**CHALLENGE 1:**
Reproduce, word for word, the stretch of the caravan article from "The central plaza" through "convergence of movements.".
**CHALLENGE 2:**
Can you turn the paragraph of the caravan article beginning "This year, in the tenth caravan" into a short list that keeps its main facts?

begin READING TEXT

The central plaza of Oaxaca is plastered with posters and banners denouncing one atrocity after another, the layers of social movements overlapping on every wall available. Ayotzinapa, the struggle of the Section 22 teachers union, the recent murder of a teenage girl. In this cacophony of protest, on Nov. 30, the Caravan of Central American Mothers Searching for their Disappeared Children arrived in the plaza and called for unity among the movements of Mesoamerica. Representatives of the teachers’ union, family members of disappeared Oaxacans and womens rights organizations accompanied the mothers, showing the growing convergence of movements.
Marta Sanchez, coordinator of the Mesoamerican Migrant Movement (MMM), said in her opening remarks, “All of our struggles should be one unified struggle, because all of these problems have the same root. Out with the bad government!”
Sanchez estimates that there are 70,000 to 150,000 disappeared migrants in Mexico, yet the government has no database or official national mechanism to search for them. Echoing the cries of “Because they were taken away alive, we want them back alive!” resonating across Mexico with the case of the 43 disappeared students of Ayotzinapa, the mothers chanted in downtown Oaxaca, “Because they came here alive, we want them back alive!”
Mothers unite to find their children
This year, in the tenth caravan, the group is traveling through ten Mexican states. The caravan began Nov. 20 in Tenosique, Tabasco on the border with Guatemala, headed north to Guadalajara, then through Mexico City and south to Oaxaca City. The Caravan concludes Dec. 6, after visiting the Isthmus of Tehuantepec, Oaxaca and San Cristobal and Tapachula, Chiapas. The southern states of Oaxaca and Chiapas are especially important because many of the Caravan members last heard from their loved ones from southern Mexico. Oaxaca is historically one of the Mexican states with the highest rates of migration.
So far the Caravan has united three participants with their family members. In every state they go through, Caravan participants visit migrant shelters, prisons and other locations in the search for people who might have information about their relatives.
The Tenth Caravan has focused on connecting with other civil society organizations. As one speaker described their mission, “The mothers come to embrace the rest of the movements of Mexico.” This year the Caravan decided not to pursue meetings with government officials. They say that after numerous meetings over the years, they have found only empty promises and now concentrate on working directly with other human rights organizations and on searching for the missing migrants themselves.
The MMM has succeeded in reuniting 200 migrants with their family members since its inception. While it is slow, painstaking work, that also involves traveling to remote locations in Central America to meet with families, they are convinced it is work worth doing. And everyday there are more mothers, fathers, sisters and brothers who are missing a family member who headed for “El Norte.” On receiving the Caravan in Oaxaca, Axela Romero of the Mesoamerican Initiative of Women Human Rights Defenders, said the caravan teaches Mexican society that, “No search is in vain.”
Lessons from the Mothers to Ayotzinapa
Romero commented, “We in Oaxaca have a lot to learn from this caravan, that has now lasted for ten years. They have been facing all of these problems that here we are just starting to face.”

end READING TEXT
begin RECORD SET

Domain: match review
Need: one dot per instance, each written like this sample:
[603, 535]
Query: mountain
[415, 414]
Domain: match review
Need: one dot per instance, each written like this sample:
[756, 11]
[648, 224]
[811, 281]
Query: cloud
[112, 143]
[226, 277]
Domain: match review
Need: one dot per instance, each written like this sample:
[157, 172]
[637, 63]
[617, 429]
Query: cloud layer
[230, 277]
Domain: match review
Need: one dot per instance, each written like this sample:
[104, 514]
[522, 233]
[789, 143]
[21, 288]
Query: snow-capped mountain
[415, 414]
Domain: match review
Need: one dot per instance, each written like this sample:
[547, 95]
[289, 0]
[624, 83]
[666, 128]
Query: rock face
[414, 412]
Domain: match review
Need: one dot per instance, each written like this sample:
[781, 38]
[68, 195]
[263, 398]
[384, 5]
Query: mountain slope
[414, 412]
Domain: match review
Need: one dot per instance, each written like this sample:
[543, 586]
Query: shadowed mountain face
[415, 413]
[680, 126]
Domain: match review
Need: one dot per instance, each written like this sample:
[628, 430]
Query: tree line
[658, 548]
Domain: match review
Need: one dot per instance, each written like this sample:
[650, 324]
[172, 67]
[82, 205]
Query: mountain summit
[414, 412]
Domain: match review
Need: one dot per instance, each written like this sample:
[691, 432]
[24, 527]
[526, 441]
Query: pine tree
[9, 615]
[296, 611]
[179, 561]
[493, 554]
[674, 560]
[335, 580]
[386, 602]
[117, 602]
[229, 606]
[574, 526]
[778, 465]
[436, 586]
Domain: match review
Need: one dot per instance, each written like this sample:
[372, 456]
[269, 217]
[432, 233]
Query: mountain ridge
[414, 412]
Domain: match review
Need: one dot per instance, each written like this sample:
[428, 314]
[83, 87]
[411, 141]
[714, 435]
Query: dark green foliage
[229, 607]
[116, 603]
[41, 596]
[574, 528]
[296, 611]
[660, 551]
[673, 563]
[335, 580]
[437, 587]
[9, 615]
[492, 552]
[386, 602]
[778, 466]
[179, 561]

end RECORD SET

**OUTPUT 1:**
The central plaza of Oaxaca is plastered with posters and banners denouncing one atrocity after another, the layers of social movements overlapping on every wall available. Ayotzinapa, the struggle of the Section 22 teachers union, the recent murder of a teenage girl. In this cacophony of protest, on Nov. 30, the Caravan of Central American Mothers Searching for their Disappeared Children arrived in the plaza and called for unity among the movements of Mesoamerica. Representatives of the teachers’ union, family members of disappeared Oaxacans and womens rights organizations accompanied the mothers, showing the growing convergence of movements.

**OUTPUT 2:**
- The tenth caravan is traveling through ten Mexican states.
- It began Nov. 20 in Tenosique, Tabasco, on the border with Guatemala. It then went north to Guadalajara, through Mexico City and south to Oaxaca City.
- It ends Dec. 6, after visiting the Isthmus of Tehuantepec, Oaxaca, and San Cristobal and Tapachula, Chiapas.
- Oaxaca and Chiapas are especially important because many members last heard from their loved ones in southern Mexico.
- Oaxaca is historically one of the Mexican states with the highest rates of migration.